TEXT SECTION:
Monday, March 2nd, 2009

Bogotá from Cerro de MontserratI booked a room at a hostel in Miami for Saturday night because my plane was scheduled to leave at 6:30am on Sunday. I never made it to the hostel, though. I asked Adam what he thought of going out in Miami on Saturday night and he said he was down. He asked Allison and so was she.  We pre-partied at Honey and Dan’s place (friends of Allison). More of her friends arrived and we taxied it to Mansion in South Beach. Adam, my friend Owen and I  had actually been there once before when we were last together in Florida. It was more crowded than I remembered it being last time, which was a couple Decembers ago. Things were going good until it was getting a little late and I went to the bar to get a water. After ordering, I reached for my wallet and it wasn’t in my back pocket. I knew immediately that I’d been pick-pocketed. I showed my ID to gain entrance, so I had it then. I also tipped the bathroom guy, so I had it in the bathroom too. The dance floor was packed and there were always people brushing by. It was an easy task for a thief. I met up with our friends and they were tired and wanted to go home. Dan had already been kicked out—for what I don’t know.

MATERIAL FOR THIS EXERCISE:
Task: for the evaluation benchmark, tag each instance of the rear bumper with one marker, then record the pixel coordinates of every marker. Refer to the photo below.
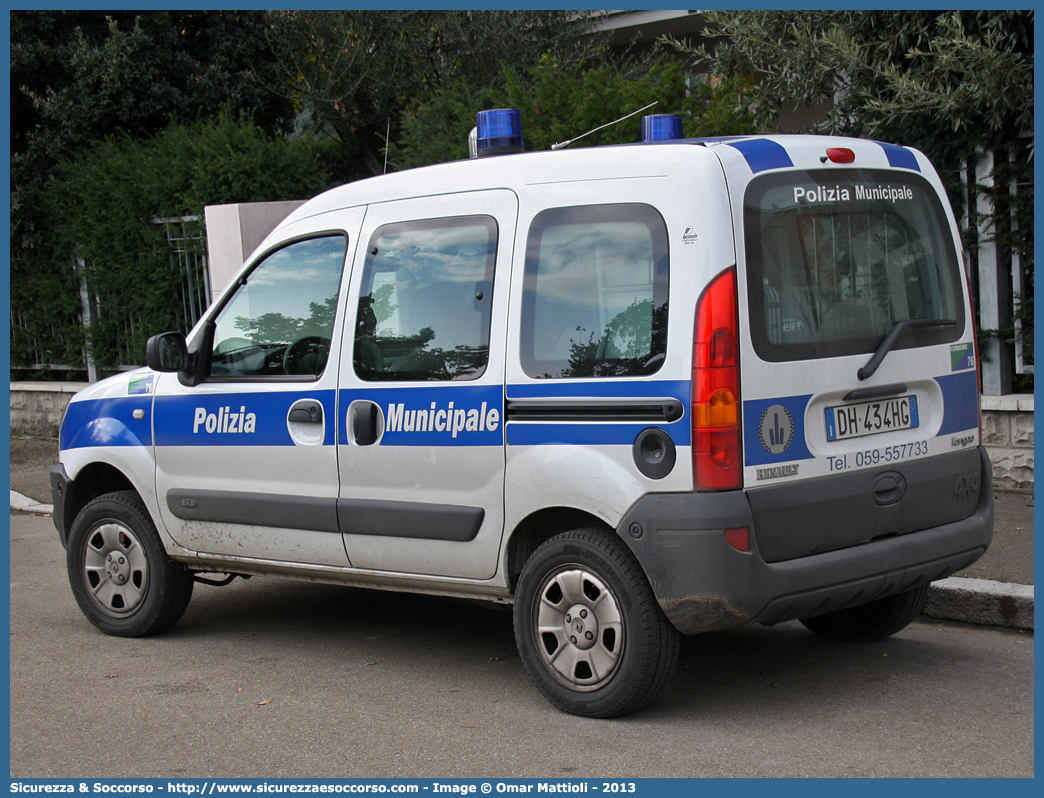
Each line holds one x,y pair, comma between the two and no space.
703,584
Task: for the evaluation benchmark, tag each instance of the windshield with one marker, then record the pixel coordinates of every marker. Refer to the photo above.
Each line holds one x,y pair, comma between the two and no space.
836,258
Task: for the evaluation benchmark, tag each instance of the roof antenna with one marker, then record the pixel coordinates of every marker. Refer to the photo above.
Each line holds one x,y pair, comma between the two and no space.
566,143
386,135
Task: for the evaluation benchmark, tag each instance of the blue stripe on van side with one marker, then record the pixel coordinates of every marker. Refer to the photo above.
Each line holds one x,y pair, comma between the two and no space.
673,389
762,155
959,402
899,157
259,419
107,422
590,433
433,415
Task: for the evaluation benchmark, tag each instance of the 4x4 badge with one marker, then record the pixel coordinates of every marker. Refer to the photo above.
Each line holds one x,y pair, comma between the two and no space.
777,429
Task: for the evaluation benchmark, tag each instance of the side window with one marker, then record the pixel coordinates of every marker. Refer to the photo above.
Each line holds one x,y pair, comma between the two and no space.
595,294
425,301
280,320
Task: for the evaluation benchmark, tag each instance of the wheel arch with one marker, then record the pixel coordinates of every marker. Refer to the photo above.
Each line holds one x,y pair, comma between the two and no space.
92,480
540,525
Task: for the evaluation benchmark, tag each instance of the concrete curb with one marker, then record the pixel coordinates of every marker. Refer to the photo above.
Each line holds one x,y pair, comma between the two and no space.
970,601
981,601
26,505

TASK A: Pull out every line of the listing that contains the string "side", matching case exactly.
TASK B: Carry on the account of the night out in Miami, starting right after its final sentence.

RESULT A:
Task: for the evaluation benchmark, tag each instance of the blue stripe on van side with one marker, then record the pixel coordinates of every marker. Refer to the photo above.
Task: for the evaluation benchmark, tag each instance of the side window with one marker, then record the pixel coordinates of every marker. Refer to the photo above.

RESULT B:
Things could have been worse. There was only about $60 in the wallet. At least I was in the States and I was in the company of people who could trust me with a loan. I asked Adam to loan me $300 until I got my new cards. Afterwards, I called my bank and cancelled the cards. I had them send the new ones to my Mom’s house and I’ll have her FedEx them to Ecuador. I considered staying in Florida, at the cost of a $150 flight, to wait for the cards to come. This wouldn’t have been a bad option either. Because of this, I’m now paranoid about my stuff. I also hate Miami. And I continue to hate clubs. I don’t know why I went. I can’t wait to get back to the dive bars and karaoke bars of San Francisco.